— begin —

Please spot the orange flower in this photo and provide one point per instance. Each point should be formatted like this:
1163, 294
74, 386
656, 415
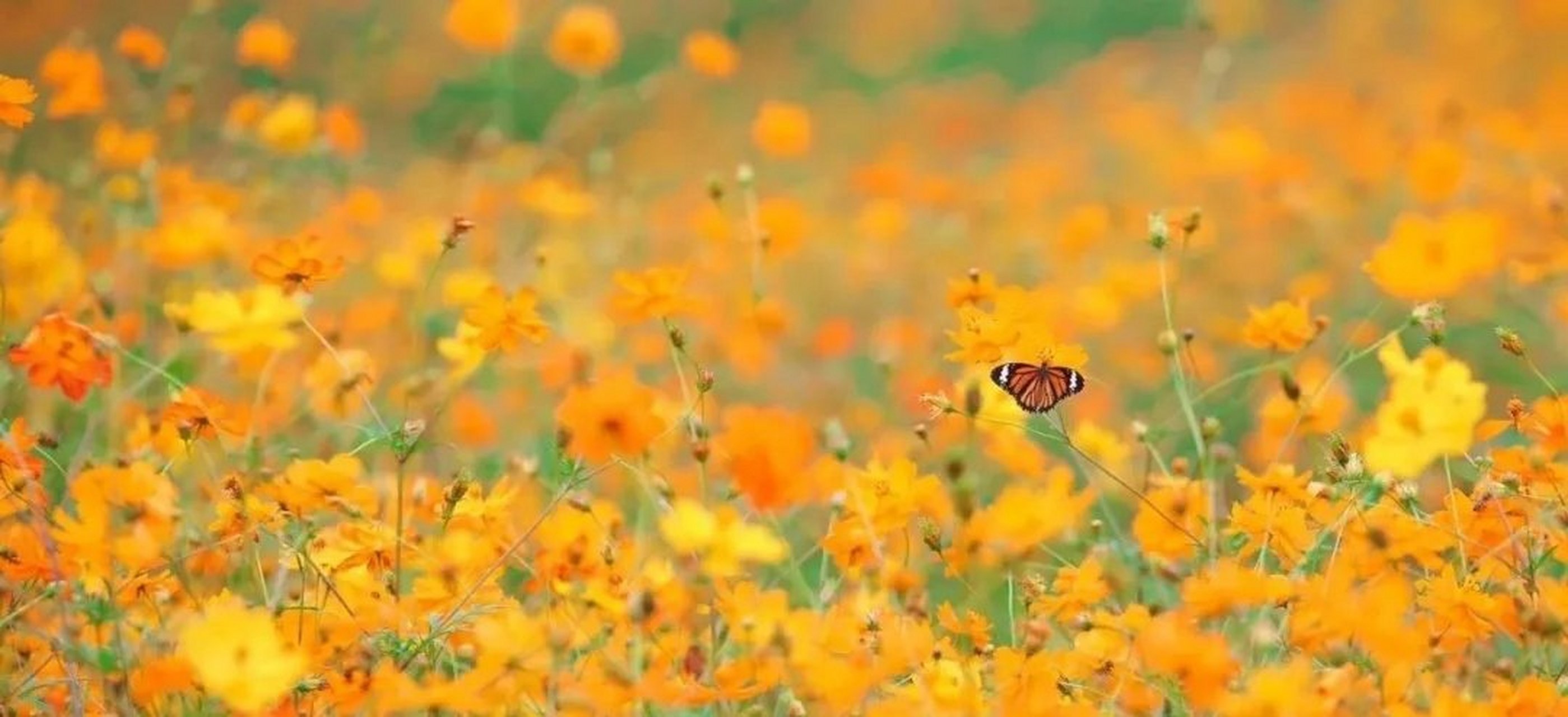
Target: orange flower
15, 96
504, 322
1283, 327
657, 292
484, 26
77, 79
767, 451
711, 54
1427, 259
586, 40
142, 46
118, 148
1183, 509
344, 131
18, 462
60, 352
200, 413
781, 129
297, 264
266, 43
610, 418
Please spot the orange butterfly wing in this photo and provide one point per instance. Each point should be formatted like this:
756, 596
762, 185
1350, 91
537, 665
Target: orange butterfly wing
1037, 388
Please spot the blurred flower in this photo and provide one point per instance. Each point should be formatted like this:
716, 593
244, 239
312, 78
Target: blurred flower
1435, 171
200, 413
586, 40
555, 198
766, 454
297, 264
291, 126
1432, 410
190, 234
38, 266
484, 26
781, 129
76, 76
612, 416
345, 134
722, 540
969, 291
711, 54
142, 46
656, 292
240, 322
336, 382
504, 322
1175, 512
1284, 327
15, 96
239, 655
266, 43
1427, 259
58, 352
118, 148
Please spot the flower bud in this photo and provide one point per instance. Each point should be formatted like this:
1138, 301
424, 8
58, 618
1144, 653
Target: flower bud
1167, 342
1159, 231
1509, 339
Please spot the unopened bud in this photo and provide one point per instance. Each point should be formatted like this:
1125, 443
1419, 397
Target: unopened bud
1159, 231
1194, 220
1509, 339
1167, 342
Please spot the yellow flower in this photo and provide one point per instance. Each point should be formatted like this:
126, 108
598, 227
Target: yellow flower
239, 657
38, 266
1432, 408
259, 319
689, 526
289, 128
190, 234
1427, 259
1283, 327
651, 294
722, 539
463, 350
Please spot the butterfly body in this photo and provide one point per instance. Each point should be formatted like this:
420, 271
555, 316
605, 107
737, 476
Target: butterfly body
1037, 388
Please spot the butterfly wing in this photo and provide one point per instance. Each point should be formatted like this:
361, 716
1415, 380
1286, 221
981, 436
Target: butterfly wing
1037, 388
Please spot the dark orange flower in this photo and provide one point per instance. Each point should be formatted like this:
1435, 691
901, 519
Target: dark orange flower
266, 43
18, 462
586, 40
610, 416
504, 322
344, 131
142, 46
297, 264
781, 129
711, 54
484, 26
15, 96
200, 413
60, 352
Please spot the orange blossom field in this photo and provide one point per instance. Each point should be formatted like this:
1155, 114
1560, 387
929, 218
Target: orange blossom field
647, 358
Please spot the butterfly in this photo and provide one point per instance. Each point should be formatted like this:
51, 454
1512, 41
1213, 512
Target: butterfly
1037, 388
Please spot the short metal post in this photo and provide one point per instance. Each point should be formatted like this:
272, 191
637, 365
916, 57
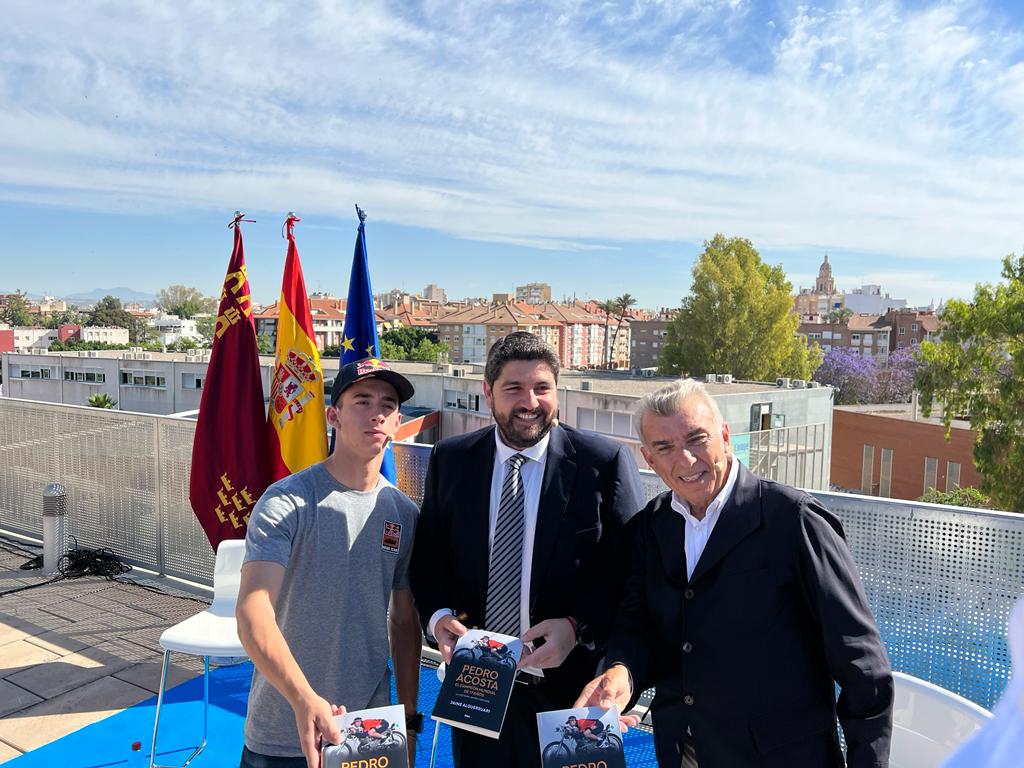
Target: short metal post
54, 526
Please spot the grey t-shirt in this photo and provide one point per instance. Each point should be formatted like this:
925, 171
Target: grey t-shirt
343, 552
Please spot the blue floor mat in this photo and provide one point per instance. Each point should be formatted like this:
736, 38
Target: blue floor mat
107, 743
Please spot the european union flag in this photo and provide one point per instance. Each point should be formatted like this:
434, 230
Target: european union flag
359, 338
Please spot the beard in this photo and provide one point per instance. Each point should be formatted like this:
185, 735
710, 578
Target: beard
520, 434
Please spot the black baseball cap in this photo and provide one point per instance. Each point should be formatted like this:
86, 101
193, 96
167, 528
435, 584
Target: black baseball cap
371, 368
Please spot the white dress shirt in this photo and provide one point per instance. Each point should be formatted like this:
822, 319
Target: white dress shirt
531, 476
698, 531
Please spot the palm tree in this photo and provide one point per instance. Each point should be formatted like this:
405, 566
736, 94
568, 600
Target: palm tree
101, 399
621, 304
608, 307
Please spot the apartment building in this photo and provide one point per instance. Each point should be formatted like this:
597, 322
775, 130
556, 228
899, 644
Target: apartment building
892, 451
470, 333
534, 293
863, 335
647, 341
910, 327
328, 313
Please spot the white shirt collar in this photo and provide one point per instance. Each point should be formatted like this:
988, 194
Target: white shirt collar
536, 453
682, 507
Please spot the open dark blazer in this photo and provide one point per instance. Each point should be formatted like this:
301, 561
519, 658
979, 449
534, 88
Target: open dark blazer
590, 489
745, 653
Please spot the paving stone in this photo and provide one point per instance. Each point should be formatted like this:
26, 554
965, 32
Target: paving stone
146, 675
8, 753
17, 655
50, 720
58, 642
72, 671
13, 698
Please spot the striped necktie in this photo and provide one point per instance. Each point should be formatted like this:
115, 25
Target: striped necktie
505, 569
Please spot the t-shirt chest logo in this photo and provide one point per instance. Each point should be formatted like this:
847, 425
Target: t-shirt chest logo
391, 540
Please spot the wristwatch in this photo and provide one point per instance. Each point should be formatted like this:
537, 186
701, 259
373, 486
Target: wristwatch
414, 723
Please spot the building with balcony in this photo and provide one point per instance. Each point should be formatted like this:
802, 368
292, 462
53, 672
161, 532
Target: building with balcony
534, 293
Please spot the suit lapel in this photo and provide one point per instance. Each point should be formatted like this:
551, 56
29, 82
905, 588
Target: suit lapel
739, 517
559, 477
475, 515
669, 529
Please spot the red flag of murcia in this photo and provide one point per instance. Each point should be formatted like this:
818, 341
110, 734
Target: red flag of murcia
230, 458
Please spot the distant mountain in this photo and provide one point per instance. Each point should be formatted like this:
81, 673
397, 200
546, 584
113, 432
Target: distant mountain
125, 294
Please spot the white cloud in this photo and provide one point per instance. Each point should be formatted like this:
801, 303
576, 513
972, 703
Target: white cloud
565, 127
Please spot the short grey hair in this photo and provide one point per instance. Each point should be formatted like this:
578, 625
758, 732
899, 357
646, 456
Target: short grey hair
668, 400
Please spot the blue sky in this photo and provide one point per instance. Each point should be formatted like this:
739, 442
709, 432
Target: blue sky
594, 146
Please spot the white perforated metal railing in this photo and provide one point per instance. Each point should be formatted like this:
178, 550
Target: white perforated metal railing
940, 580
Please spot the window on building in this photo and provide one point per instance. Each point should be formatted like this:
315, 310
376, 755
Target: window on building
142, 379
886, 473
867, 470
86, 376
38, 372
931, 473
952, 475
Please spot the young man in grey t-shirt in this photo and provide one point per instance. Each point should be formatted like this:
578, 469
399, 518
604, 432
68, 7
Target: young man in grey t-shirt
327, 551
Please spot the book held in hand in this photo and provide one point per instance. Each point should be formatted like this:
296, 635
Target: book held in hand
478, 682
584, 736
370, 738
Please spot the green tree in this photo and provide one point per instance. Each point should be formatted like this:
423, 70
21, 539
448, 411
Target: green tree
976, 371
183, 301
14, 310
957, 498
622, 306
608, 307
100, 399
737, 318
392, 351
841, 315
264, 345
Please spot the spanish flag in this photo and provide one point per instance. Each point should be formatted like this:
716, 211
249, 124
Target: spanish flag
296, 422
230, 463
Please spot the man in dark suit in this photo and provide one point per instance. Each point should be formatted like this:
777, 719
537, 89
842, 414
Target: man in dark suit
743, 608
521, 531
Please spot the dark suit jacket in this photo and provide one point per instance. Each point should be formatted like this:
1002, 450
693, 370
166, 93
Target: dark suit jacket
745, 652
590, 489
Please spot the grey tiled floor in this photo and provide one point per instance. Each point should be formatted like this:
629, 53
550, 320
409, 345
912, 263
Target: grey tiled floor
75, 651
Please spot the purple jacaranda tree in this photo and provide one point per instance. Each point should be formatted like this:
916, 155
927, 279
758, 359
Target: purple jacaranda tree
853, 377
894, 381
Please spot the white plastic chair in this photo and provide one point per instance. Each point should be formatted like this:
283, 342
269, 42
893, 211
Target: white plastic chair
929, 722
212, 633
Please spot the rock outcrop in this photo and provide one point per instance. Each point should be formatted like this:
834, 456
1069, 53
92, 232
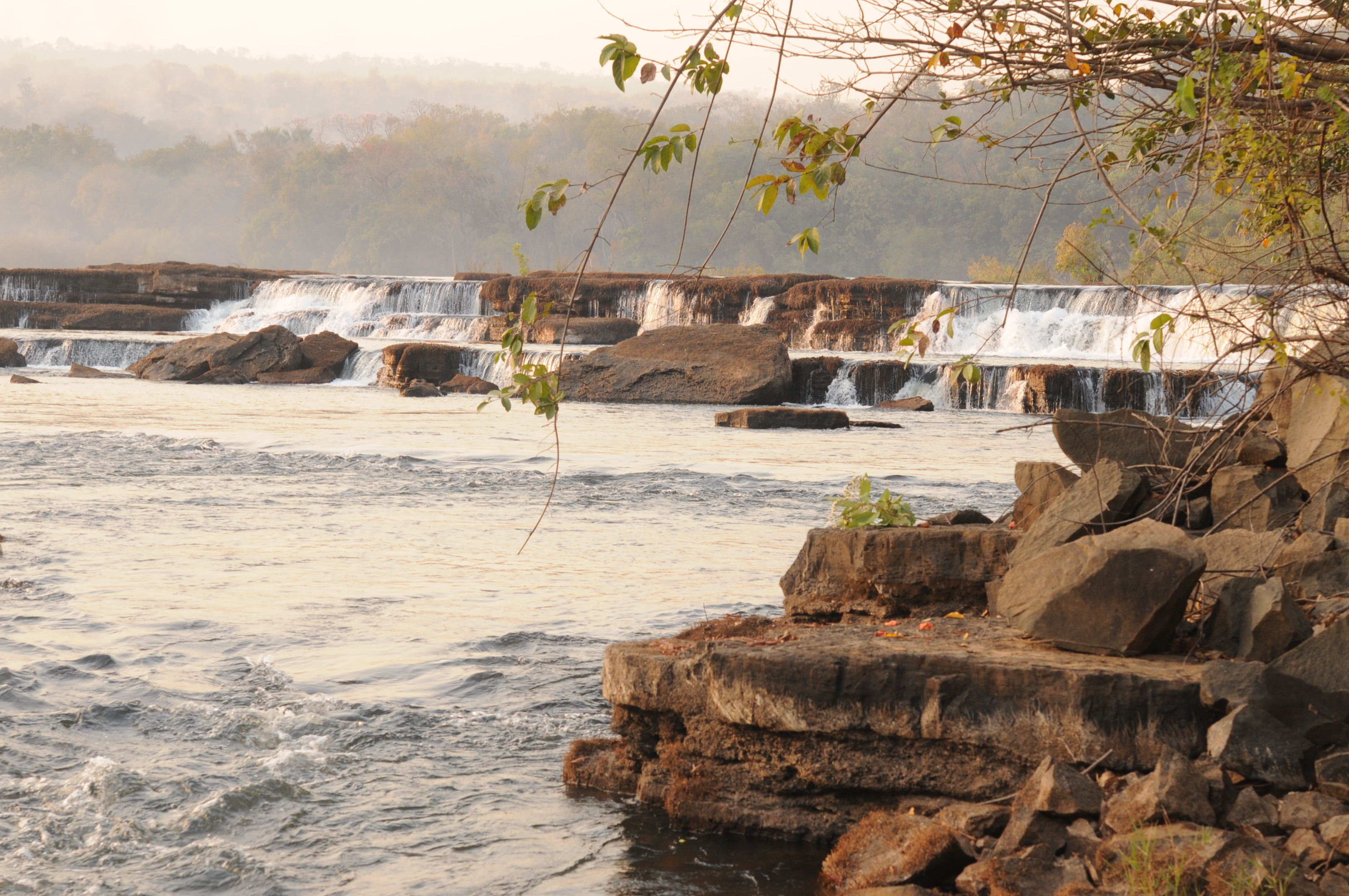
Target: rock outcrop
783, 419
717, 365
10, 354
878, 574
1120, 593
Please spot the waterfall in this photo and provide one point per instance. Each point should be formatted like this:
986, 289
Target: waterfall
759, 312
392, 307
91, 351
1089, 323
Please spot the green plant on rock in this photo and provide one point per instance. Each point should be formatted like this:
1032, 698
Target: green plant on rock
856, 508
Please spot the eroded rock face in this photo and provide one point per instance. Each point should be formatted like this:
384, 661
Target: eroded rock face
405, 362
464, 384
269, 350
783, 419
876, 574
10, 354
1107, 494
326, 350
1120, 593
182, 361
1318, 431
719, 365
888, 849
1128, 438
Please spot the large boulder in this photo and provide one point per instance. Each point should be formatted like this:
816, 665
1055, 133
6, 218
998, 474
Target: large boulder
717, 365
182, 361
405, 362
889, 849
1254, 498
783, 419
1130, 438
1120, 593
1107, 494
10, 354
1318, 431
881, 573
268, 350
1041, 482
326, 350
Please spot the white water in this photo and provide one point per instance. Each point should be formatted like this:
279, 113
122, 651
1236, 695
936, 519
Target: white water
352, 307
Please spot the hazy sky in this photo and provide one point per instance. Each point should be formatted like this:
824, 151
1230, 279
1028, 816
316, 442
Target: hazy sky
529, 33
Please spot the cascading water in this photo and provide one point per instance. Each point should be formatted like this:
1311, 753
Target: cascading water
91, 351
354, 307
1086, 323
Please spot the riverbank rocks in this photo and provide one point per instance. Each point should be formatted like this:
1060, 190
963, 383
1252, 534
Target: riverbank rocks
879, 573
182, 361
908, 404
1120, 593
1254, 498
464, 384
405, 362
1105, 494
783, 419
10, 354
888, 849
1148, 444
717, 365
1041, 482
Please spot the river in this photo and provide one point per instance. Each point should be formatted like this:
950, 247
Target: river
284, 640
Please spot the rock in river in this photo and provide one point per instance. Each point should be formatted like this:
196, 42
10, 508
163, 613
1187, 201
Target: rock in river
719, 363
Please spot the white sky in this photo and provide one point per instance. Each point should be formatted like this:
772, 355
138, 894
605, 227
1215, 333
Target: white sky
529, 33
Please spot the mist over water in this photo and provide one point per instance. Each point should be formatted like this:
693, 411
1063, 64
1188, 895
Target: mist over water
274, 640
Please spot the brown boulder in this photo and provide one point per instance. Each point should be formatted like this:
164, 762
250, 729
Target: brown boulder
783, 419
269, 350
881, 573
1254, 498
185, 359
716, 365
1041, 482
1107, 494
1120, 593
888, 849
405, 362
908, 404
1130, 438
326, 351
469, 385
305, 375
10, 354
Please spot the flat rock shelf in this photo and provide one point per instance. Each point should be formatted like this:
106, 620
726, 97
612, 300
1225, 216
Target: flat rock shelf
798, 730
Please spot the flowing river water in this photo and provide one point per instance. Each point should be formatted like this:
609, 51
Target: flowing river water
282, 640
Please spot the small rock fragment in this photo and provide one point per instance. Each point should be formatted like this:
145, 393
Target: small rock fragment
1256, 745
1309, 809
1061, 790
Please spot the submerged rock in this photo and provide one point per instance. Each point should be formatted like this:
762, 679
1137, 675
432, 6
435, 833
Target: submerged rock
717, 365
10, 354
908, 404
783, 419
1120, 593
182, 361
876, 574
469, 385
888, 849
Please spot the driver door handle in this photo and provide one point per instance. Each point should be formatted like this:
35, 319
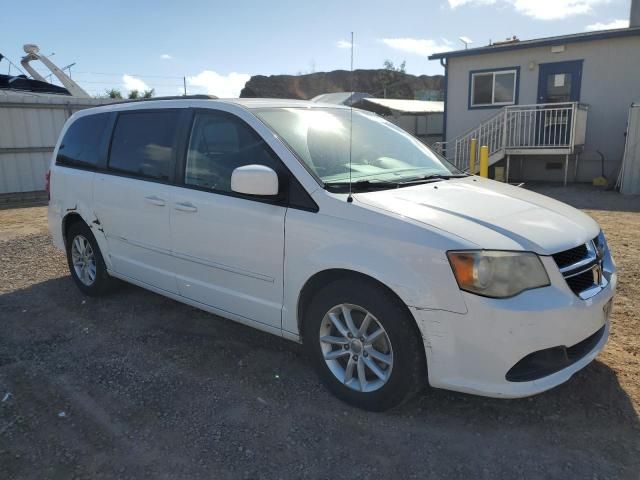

— end —

Pull every line from the data above that includes the string "field", counting only matches with the same capitalization.

[Solution to this exercise]
Please spot the orange blossom field in this photo and provide one point per instance. Each point should be formatted like this:
Target: orange blossom field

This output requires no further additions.